▶ WHAT TO DO:
a - According to the text on ectopic pregnancy, how do healthcare providers usually give methotrexate?
b - Reproduce the stretch of the text on ectopic pregnancy from "An ectopic pregnancy can be" through "check blood tests.".
c - Translate this sentence from the text on ectopic pregnancy into Spanish: "The uterus is the only part of the body with the right conditions to support a growing pregnancy."
*** TEXT EXCERPT Section Begins ***
If you’re pregnant or could be pregnant — and have lower abdominal pain or vaginal bleeding — you can call your provider to get guidance on where to be seen. They may have you come into their office or tell you to go to the emergency room (ER). If you don’t have a healthcare provider, it’s best to go directly to the ER.
There are a few routine exams and tests for pregnant people who experience these types of symptoms. You’ll be checked for bleeding from your vagina and for swelling or tenderness in the abdomen or pelvis.
A blood test can check the levels of human chorionic gonadotropin (hCG) — a hormone produced during pregnancy. The level of hCG, especially when it’s checked over time, is an important clue as to whether a pregnancy is developing normally. A complete blood cell count (CBC) is another blood test that can also look for signs of bleeding inside of the body.
A pelvic ultrasound shows whether there’s a pregnancy in the uterus or in one of the fallopian tubes. Sometimes the ultrasound and the blood test for hCG need to be repeated on different days. If it’s very early in the pregnancy, the first blood test and ultrasound might not be able to tell if a pregnancy is developing normally. But repeat tests over a period of a few days help to identify if a pregnancy is growing and if it’s in the right location.
An ectopic pregnancy can be treated with methotrexate. Methotrexate is a medication that stops the cells in the ectopic pregnancy from dividing so that the body can absorb them over a period of weeks. Healthcare providers usually give it as an injection. Afterwards, you’ll see them regularly for exams and to check blood tests.
If an ectopic pregnancy causes the fallopian tube to rupture or come close to rupturing, you’ll need a surgery called a “laparoscopy.” Under anesthesia, a doctor will make a few small incisions on the abdomen and use a thin instrument with a light and a camera to see what’s happening inside the abdomen. They will then either remove the ectopic pregnancy itself or remove the entire tube. This depends on whether the tube is damaged and if the whole pregnancy can be removed without removing the tube.
After medical or surgical treatment, your body will need a few weeks to recover. Your mental and emotional health are equally as important after losing a pregnancy — whether it was planned or not. Family, friends, mental health professionals, and support groups can be helpful after a pregnancy loss.
It’s very rare to get pregnant if you have an intrauterine device (IUD) in place or if you’ve had a tubal ligation (having your “tubes tied”). But if you do get pregnant in those cases, there’s a higher risk of having an ectopic pregnancy.
The uterus is the only part of the body with the right conditions to support a growing pregnancy. In most cases, a pregnancy can’t continue if it’s outside of the uterus. Because there’s no way of moving a fertilized egg into the uterus once it has implanted somewhere else, there’s no way of saving an ectopic pregnancy.
Some risks for an ectopic pregnancy can’t be avoided — like your age, having had surgery, or having endometriosis. But if you and your healthcare provider are aware of these risks, you can be on the lookout for any warning signs of an ectopic pregnancy.
Here are some things you can do to lower the chance of having an ectopic pregnancy:
Once you find out that you are pregnant, see a healthcare provider as soon as possible to begin care. Share your complete health history with them, ask questions, and address any concerns you may have.
Even though ectopic pregnancies aren’t common, they are very serious. Whether you’re expecting, or you possibly could be pregnant and don’t know it yet, there are risk factors that may put you at higher risk for ectopic pregnancy. There are some risks you can control and others that are out of your hands. It’s helpful to know the signs and symptoms of ectopic pregnancy. That way you can get treatment before a life-threatening situation arises.
*** TEXT EXCERPT Section Ends ***
*** EXCERPTED DATA Section Begins ***
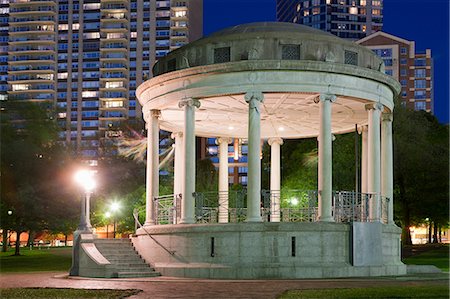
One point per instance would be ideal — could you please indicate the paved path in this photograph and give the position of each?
(170, 287)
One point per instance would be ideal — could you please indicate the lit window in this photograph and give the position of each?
(420, 84)
(90, 6)
(18, 87)
(180, 13)
(114, 104)
(114, 84)
(63, 26)
(91, 35)
(420, 73)
(89, 94)
(420, 106)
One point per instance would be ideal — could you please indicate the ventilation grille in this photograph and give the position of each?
(222, 55)
(171, 65)
(290, 52)
(351, 58)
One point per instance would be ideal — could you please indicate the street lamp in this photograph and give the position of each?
(115, 207)
(85, 179)
(107, 215)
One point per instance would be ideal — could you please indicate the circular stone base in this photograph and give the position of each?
(272, 250)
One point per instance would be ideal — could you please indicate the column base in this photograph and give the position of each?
(187, 221)
(326, 219)
(254, 219)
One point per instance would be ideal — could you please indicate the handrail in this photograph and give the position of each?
(136, 219)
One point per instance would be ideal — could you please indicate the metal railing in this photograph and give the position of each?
(284, 206)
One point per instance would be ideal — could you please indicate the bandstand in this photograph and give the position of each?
(270, 81)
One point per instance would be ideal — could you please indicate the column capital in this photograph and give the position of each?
(226, 140)
(325, 97)
(374, 106)
(362, 129)
(273, 140)
(389, 116)
(189, 102)
(254, 95)
(176, 135)
(155, 113)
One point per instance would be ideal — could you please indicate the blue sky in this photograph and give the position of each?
(424, 21)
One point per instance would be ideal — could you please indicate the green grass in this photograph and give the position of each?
(54, 259)
(438, 257)
(378, 292)
(64, 293)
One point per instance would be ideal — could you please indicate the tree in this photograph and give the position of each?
(30, 162)
(420, 169)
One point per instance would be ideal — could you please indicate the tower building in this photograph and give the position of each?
(87, 57)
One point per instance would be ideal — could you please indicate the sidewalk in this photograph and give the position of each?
(171, 287)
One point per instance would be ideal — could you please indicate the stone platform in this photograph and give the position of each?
(272, 250)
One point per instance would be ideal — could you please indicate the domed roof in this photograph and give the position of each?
*** EXCERPTED DATA Section Ends ***
▶ SOLUTIONS TO THE EXERCISE:
a - As an injection.

b -
An ectopic pregnancy can be treated with methotrexate. Methotrexate is a medication that stops the cells in the ectopic pregnancy from dividing so that the body can absorb them over a period of weeks. Healthcare providers usually give it as an injection. Afterwards, you’ll see them regularly for exams and to check blood tests.

c - El útero es la única parte del cuerpo con las condiciones adecuadas para sostener un embarazo en desarrollo.